Automatic sample loop finder

Here is a function I use to find a suitable loop in a sample. It uses a moving window to find two sample points that have similar surrounding values.

You’ll have to download gervill.jar to get the AudioFloatConverter class or provide a byte-to-float converter yourself.

You can also modify some of the constants in the code (larger -> better loops perhaps + slower): windowSize, endSteps, startSteps



	static long[] calculateLoopStartAndLength(AudioFormat format,
			byte[] sampleData, long initialLoopStart, long initialLoopLength) {
		long[] result = new long[2];

		AudioFloatConverter converter = AudioFloatConverter
				.getConverter(format);
		float[] floatData = new float[sampleData.length
				/ (format.getFrameSize())];
		converter.toFloatArray(sampleData, floatData);

		int windowSize = 21;
		int endSteps = 2000;
		int startSteps = 2000;
		int bestEndIndex = (int) (initialLoopStart + initialLoopLength);
		int bestStartIndex = (int) initialLoopStart;
		double smallestValue = Double.POSITIVE_INFINITY;
		for (int i = -endSteps / 2; i < endSteps / 2; i++) {
			int endIndex = (int) (initialLoopStart + initialLoopLength + i);

			if (endIndex - windowSize / 2 < 0
					|| endIndex + windowSize / 2 >= floatData.length) {
				continue;
			}
			for (int j = -startSteps / 2; j < startSteps / 2; j++) {
				int startIndex = (int) (initialLoopStart + j);
				// Calculate the weighted difference sum
				if (startIndex - windowSize / 2 < 0
						|| startIndex + windowSize / 2 >= floatData.length) {
					continue;
				}

				double sum = 0.0;
				for (int k = -windowSize / 2; k <= windowSize / 2; k++) {
					double endValue = floatData[endIndex + k];
					double weight = 1.0;
					if (k != 0) {
						weight = Math.abs(1.0 / (double) (2.0 * k));
					}
					double startValue = floatData[startIndex + k];
					sum += weight * Math.abs(endValue - startValue);
				}
				if (sum < smallestValue) {
					smallestValue = sum;
					bestEndIndex = endIndex;
					bestStartIndex = startIndex;
				}
			}
		}
		result[0] = bestStartIndex;
		result[1] = bestEndIndex - bestStartIndex;
		return result;
	}


So it’s used for finding a good start and end place to make a repeating loop?

Sounds pretty useful, thanks for the code.

If you get time, it’d be cool to see a simple use-case.

Yes that is correct.

It tries to find similar surroundings for two places in a sample. The similarity at the two loop points is valued the most with the weight variable that decreases with distance.
There are a lot of possibilities for exploring other weights and also trying to get away from that nasty cubic-like complexity.

Some kind of use-case might pop up some day :slight_smile:

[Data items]
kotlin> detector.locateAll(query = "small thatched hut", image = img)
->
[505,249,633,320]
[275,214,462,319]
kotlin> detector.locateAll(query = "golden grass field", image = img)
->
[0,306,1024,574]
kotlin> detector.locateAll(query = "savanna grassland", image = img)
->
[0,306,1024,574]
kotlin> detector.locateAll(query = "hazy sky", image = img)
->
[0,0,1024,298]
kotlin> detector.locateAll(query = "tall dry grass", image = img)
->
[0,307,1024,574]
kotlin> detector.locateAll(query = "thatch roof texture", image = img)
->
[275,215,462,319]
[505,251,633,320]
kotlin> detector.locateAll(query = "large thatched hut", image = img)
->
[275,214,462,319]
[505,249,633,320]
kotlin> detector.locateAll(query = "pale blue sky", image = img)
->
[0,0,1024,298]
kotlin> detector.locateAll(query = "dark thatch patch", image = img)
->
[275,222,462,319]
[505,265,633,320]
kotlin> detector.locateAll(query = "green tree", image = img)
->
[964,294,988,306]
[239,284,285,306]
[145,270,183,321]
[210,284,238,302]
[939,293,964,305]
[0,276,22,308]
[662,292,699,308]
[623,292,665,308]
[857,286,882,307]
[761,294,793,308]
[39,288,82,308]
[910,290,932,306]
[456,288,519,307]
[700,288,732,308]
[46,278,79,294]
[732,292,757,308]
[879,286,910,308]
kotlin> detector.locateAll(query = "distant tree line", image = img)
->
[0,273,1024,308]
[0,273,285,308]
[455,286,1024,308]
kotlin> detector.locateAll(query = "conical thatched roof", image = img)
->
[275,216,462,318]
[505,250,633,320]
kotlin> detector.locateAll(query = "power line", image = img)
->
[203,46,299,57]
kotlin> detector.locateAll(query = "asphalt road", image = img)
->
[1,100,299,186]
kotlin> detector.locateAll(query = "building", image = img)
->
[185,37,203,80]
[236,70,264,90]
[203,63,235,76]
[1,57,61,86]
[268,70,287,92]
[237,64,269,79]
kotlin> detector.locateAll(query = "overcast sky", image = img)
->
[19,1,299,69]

List of tasks:
[A] In the loop finder thread, which file must be downloaded to get the AudioFloatConverter class?
[B] Reproduce word for word the part of the loop finder thread that opens with the words containing "Automatic sample loop" and closes with "similar surrounding values.".

Solutions for each task:
[A] gervill.jar

[B]
Automatic sample loop finder

Here is a function I use to find a suitable loop in a sample. It uses a moving window to find two sample points that have similar surrounding values.